PROVIDED RECORDS —
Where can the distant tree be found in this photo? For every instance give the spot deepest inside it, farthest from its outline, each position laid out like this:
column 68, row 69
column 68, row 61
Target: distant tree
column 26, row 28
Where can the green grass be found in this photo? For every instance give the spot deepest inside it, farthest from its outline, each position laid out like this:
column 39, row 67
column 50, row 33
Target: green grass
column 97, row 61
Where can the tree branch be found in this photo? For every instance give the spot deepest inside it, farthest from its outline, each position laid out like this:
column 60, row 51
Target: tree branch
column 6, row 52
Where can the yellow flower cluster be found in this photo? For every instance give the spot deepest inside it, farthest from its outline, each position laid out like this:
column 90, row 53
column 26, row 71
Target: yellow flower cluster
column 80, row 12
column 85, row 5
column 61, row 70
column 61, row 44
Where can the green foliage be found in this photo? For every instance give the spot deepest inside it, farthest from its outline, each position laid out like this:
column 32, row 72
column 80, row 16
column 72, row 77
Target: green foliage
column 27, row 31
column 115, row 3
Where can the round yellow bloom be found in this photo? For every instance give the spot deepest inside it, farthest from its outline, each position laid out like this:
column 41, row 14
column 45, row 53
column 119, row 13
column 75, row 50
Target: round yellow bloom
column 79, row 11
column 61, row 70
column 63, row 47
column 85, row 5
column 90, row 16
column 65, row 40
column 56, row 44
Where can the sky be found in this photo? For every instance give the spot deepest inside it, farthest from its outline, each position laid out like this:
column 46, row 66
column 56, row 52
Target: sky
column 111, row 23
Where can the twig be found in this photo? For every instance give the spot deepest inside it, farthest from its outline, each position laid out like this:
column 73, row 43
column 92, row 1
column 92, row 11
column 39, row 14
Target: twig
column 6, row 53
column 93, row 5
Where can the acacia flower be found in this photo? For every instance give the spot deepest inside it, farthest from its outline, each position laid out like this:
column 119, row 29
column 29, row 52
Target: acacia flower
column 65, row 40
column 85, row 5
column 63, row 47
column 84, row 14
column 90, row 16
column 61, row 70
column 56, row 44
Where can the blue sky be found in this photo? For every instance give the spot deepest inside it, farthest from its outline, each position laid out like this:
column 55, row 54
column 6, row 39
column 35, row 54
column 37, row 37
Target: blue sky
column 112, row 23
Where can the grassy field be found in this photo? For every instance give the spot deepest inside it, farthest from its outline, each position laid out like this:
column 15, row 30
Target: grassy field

TASK STATEMENT — Reproduce all of the material above line for line, with no changes of any kind.

SOLUTION TO THIS EXERCISE —
Where can the distant tree be found in this photo? For every instance give the spot deepest inside it, farthest from its outline, each position laid out like this:
column 68, row 69
column 68, row 61
Target: distant tree
column 26, row 28
Where can the green grass be found in this photo? For every instance give the spot deepest inside it, farthest from its outline, each position laid out like this:
column 39, row 67
column 50, row 33
Target: green grass
column 97, row 61
Where can the tree branch be found in this photo? For every instance give the spot deepest inside it, farthest from its outline, each position laid out like this:
column 60, row 51
Target: tree branch
column 6, row 52
Where can the yellow flower cluster be found in this photo? For every instance give the spot deepest inside it, farthest from its outline, each position laid out like this:
column 90, row 53
column 26, row 71
Target: yellow flower cluster
column 80, row 12
column 85, row 5
column 61, row 70
column 61, row 44
Where can the green foliage be found in this photo? For every instance give the spot deepest inside it, farthest from its outline, each position laid out like this:
column 32, row 72
column 80, row 16
column 72, row 77
Target: green foliage
column 27, row 31
column 115, row 3
Where can the round yellow bloom be found in this photo? For every instance give the spot deepest inside it, farthest from its outline, each position laid out like this:
column 41, row 14
column 45, row 53
column 119, row 13
column 75, row 50
Target: round yellow bloom
column 79, row 11
column 61, row 70
column 63, row 47
column 85, row 5
column 90, row 16
column 65, row 40
column 56, row 44
Where can the sky be found in this photo? For every instance give the spot deepest inside it, farthest from its outline, each position laid out like this:
column 46, row 66
column 56, row 52
Target: sky
column 111, row 23
Where can the twig be found in this photo? For every instance give the spot deepest inside it, farthest from its outline, each position laid out like this:
column 73, row 43
column 92, row 1
column 92, row 11
column 39, row 14
Target: twig
column 6, row 53
column 93, row 5
Where can the acacia flower be found in this photo? For every instance give the spot deepest inside it, farthest from its outline, each position laid out like this:
column 119, row 29
column 29, row 52
Target: acacia flower
column 65, row 40
column 85, row 5
column 63, row 47
column 84, row 14
column 90, row 16
column 61, row 70
column 56, row 44
Where can the blue sky be found in this photo? For every instance give the spot deepest inside it, farthest from its outline, each position laid out like this:
column 55, row 54
column 6, row 39
column 35, row 54
column 37, row 37
Target: blue sky
column 112, row 23
Where can the grassy field be found in this photo? For every instance give the spot deepest inside it, farthest from its outline, each position laid out like this:
column 15, row 30
Target: grassy field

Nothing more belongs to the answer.